- _СТАТЬЯ_
"""

Надо подчеркнуть, что функция непосредственно связана именно с социальной системой, или целым. Получается, что она «предписывается» явлению системой, а само явление возникает не в силу собственных причин, оно как бы порождено системой для выполнения данной функции. Поэтому в функционализме часто фигурирует понятие потребности (или функционального требования), а функция рассматривается в качестве ответа на неё. Своеобразие этой точки зрения заключается в том, что потребности приписываются не отдельным элементам, а самой системе в целом; каким бы конкретным содержанием они не наполнялись, эти потребности сводятся к одному – необходимости сохранения системы; они универсальны, т.е. всем системам присущ одинаковый набор функциональных потребностей. Такая абстрактная трактовка рождает целый ряд трудноразрешимых проблем. Например, невозможно ответить на вопрос: откуда берутся потребности? Ведь если целое может существовать только при удовлетворении потребности в интеграции, не интегрированного целого, следовательно, не существует, нет потому и субъекта (целого), генерирующего потребность в интеграции элементов.

Данная позиция критикуется противниками функционализма и за телеологизм: некоторые будущие последствия явления служат причинами собственного его возникновения. Рука, скажем, создана для хватания и т.п. Особенно отчётливо телеологизм проявлялся у ранних функционалистов, которые непосредственно увязывали потребности системы и функции. Например, с точки зрения Э. Дюркгейма, подробно исследовавшего проблемы и социальные следствия разделения труда, оно возникает именно вследствие потребности целого в интеграции («органическая солидарность»). Другими словами, интеграция целого становится и причиной, и следствием разделения труда. Подобными тавтологиями полон функционализм.

Стремясь преодолеть эти и многие другие затруднения, Роберт Мертон переосмыслил понятие функции и связанные с нею проблемы. Во-первых, он настаивал на более гибкой связи между функцией и элементами: как одно явление может иметь различные функции, так и одна и та же функция может выполняться различными элементами.

"""

- _ИСХОДНЫЕ ДАННЫЕ_
"""

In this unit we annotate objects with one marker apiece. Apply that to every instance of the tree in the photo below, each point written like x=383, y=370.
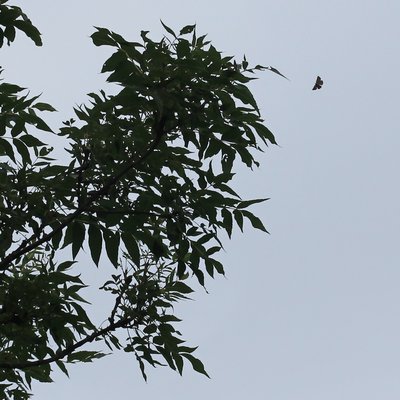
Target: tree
x=146, y=185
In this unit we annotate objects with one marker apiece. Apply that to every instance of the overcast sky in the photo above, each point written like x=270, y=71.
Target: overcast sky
x=311, y=311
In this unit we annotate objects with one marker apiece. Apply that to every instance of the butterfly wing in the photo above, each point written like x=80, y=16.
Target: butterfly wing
x=318, y=83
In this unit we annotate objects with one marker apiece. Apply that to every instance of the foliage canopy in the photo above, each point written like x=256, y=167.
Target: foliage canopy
x=146, y=186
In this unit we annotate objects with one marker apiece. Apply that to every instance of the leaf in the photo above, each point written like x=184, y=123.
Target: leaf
x=178, y=362
x=227, y=221
x=181, y=287
x=246, y=203
x=95, y=243
x=168, y=29
x=274, y=70
x=84, y=356
x=238, y=218
x=196, y=364
x=187, y=29
x=111, y=240
x=61, y=365
x=6, y=148
x=243, y=93
x=132, y=247
x=23, y=151
x=255, y=221
x=78, y=236
x=43, y=107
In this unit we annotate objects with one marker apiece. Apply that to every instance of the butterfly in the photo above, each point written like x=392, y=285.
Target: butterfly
x=318, y=83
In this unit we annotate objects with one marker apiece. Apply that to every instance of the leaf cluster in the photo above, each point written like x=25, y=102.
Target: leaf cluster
x=147, y=189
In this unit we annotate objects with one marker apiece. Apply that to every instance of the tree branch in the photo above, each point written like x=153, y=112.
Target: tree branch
x=70, y=349
x=158, y=130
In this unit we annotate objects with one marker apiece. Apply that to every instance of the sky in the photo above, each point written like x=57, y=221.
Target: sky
x=311, y=311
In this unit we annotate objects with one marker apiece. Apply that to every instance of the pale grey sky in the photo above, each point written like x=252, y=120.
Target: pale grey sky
x=311, y=311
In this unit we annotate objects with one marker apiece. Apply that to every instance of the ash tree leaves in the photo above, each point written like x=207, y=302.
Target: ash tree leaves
x=12, y=18
x=146, y=193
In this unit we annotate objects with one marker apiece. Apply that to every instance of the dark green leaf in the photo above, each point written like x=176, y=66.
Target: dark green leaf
x=132, y=247
x=168, y=29
x=95, y=243
x=112, y=246
x=187, y=29
x=255, y=221
x=196, y=364
x=246, y=203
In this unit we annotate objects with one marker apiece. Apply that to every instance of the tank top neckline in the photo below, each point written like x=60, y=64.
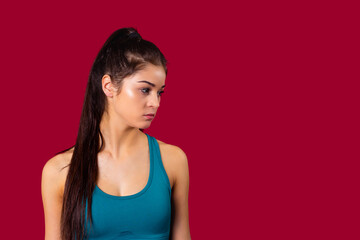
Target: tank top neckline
x=138, y=194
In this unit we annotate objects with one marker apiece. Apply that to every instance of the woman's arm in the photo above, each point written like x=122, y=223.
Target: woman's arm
x=52, y=198
x=180, y=229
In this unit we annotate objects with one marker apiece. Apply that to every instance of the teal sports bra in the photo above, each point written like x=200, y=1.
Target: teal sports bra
x=144, y=215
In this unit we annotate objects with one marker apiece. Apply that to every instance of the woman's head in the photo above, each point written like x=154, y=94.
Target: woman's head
x=114, y=89
x=138, y=95
x=125, y=58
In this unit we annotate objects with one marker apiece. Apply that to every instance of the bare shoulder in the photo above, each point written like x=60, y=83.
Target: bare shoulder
x=174, y=159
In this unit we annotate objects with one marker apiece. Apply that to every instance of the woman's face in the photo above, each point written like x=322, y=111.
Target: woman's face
x=140, y=94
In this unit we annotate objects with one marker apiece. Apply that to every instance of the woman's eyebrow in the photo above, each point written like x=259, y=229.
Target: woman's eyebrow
x=151, y=83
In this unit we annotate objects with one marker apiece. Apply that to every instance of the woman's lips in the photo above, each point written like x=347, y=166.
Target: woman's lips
x=149, y=116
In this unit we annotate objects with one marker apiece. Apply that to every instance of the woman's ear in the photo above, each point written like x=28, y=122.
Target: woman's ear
x=107, y=85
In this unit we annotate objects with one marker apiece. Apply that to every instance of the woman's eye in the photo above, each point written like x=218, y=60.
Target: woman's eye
x=146, y=91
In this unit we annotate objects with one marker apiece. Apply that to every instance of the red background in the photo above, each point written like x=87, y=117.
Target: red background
x=262, y=96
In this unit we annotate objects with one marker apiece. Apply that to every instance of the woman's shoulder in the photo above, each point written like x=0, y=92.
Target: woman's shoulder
x=56, y=168
x=172, y=157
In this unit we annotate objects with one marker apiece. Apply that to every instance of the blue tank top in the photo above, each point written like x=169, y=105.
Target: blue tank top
x=144, y=215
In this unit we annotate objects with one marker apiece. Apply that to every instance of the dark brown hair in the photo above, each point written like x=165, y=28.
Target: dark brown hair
x=124, y=53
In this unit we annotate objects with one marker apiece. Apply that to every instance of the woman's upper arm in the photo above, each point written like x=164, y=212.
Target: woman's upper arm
x=52, y=198
x=180, y=229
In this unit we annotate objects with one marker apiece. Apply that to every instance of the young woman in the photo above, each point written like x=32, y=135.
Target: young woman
x=118, y=182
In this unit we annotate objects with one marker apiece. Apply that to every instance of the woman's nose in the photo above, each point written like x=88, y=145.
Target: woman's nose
x=155, y=101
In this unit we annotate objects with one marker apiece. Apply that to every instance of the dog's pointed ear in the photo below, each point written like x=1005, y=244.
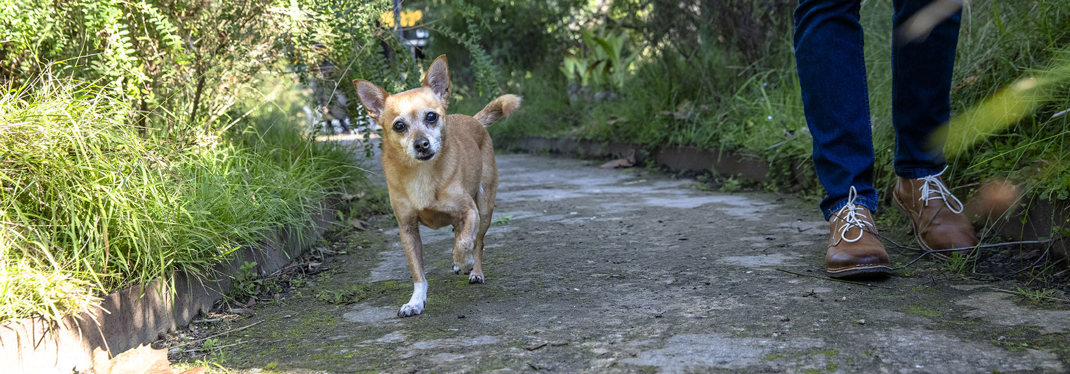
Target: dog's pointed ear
x=438, y=78
x=372, y=96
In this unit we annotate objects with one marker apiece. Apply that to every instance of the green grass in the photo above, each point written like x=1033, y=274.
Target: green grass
x=711, y=96
x=89, y=205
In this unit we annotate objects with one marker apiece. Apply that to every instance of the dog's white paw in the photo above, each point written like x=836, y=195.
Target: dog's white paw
x=458, y=268
x=476, y=278
x=411, y=309
x=415, y=305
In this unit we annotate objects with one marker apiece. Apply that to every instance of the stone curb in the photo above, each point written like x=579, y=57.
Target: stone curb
x=138, y=314
x=1043, y=217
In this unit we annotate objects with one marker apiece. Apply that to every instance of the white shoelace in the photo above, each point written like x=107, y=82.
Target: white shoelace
x=853, y=218
x=934, y=189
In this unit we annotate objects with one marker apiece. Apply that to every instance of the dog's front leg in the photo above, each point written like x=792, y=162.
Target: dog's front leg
x=464, y=242
x=413, y=251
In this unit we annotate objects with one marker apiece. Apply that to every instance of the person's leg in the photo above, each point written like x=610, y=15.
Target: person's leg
x=921, y=83
x=831, y=69
x=920, y=90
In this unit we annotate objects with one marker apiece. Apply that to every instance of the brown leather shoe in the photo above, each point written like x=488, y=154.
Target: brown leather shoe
x=935, y=215
x=854, y=249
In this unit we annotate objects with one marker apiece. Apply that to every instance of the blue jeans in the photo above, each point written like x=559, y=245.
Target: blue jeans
x=831, y=69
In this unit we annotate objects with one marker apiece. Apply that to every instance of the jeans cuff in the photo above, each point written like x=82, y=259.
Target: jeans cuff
x=918, y=172
x=864, y=201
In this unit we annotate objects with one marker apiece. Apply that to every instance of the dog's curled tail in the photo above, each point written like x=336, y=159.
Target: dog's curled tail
x=503, y=106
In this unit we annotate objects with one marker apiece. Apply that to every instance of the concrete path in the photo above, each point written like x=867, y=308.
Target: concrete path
x=609, y=270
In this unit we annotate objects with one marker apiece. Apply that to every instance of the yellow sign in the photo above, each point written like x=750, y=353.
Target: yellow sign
x=408, y=18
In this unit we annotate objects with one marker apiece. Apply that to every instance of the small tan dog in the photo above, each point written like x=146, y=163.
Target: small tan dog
x=440, y=170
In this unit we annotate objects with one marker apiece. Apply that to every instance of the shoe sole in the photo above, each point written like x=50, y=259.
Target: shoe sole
x=861, y=271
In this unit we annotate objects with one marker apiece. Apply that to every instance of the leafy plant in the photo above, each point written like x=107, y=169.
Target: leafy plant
x=600, y=63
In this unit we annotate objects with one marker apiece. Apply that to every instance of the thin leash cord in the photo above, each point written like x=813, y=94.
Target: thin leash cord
x=1048, y=247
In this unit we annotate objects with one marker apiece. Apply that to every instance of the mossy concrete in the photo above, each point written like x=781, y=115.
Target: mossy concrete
x=609, y=270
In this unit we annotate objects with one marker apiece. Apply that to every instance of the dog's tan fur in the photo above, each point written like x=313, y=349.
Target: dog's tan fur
x=438, y=172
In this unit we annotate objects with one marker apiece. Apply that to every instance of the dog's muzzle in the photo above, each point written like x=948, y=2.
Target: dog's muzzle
x=423, y=150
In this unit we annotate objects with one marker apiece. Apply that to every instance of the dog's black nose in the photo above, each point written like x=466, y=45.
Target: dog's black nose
x=422, y=144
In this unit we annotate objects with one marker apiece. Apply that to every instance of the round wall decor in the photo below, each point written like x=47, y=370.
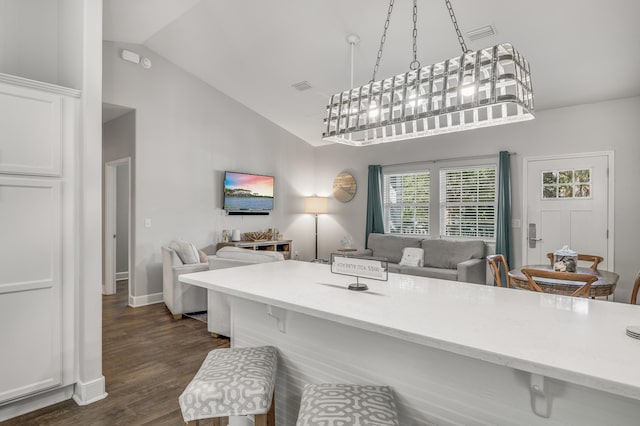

"""

- _ЗАДАНИЕ 1_
Пожалуйста, выведите фрагмент текста о функционализме от слов "Стремясь преодолеть эти" до слов "выполняться различными элементами." включительно.
- _ЗАДАНИЕ 2_
Перечислите все свойства, которые, согласно тексту о функционализме, приписываются функциональным потребностям.
- _ЗАДАНИЕ 3_
Вследствие чего, по мнению Э. Дюркгейма в изложении текста о функционализме, возникает разделение труда?

- _РЕШЕНИЕ 1_
Стремясь преодолеть эти и многие другие затруднения, Роберт Мертон переосмыслил понятие функции и связанные с нею проблемы. Во-первых, он настаивал на более гибкой связи между функцией и элементами: как одно явление может иметь различные функции, так и одна и та же функция может выполняться различными элементами.

- _РЕШЕНИЕ 2_
Они приписываются не отдельным элементам, а системе в целом.
Они сводятся к одному: к необходимости сохранения системы.
Они универсальны, то есть всем системам присущ одинаковый набор функциональных потребностей.

- _РЕШЕНИЕ 3_
Вследствие потребности целого в интеграции («органическая солидарность»).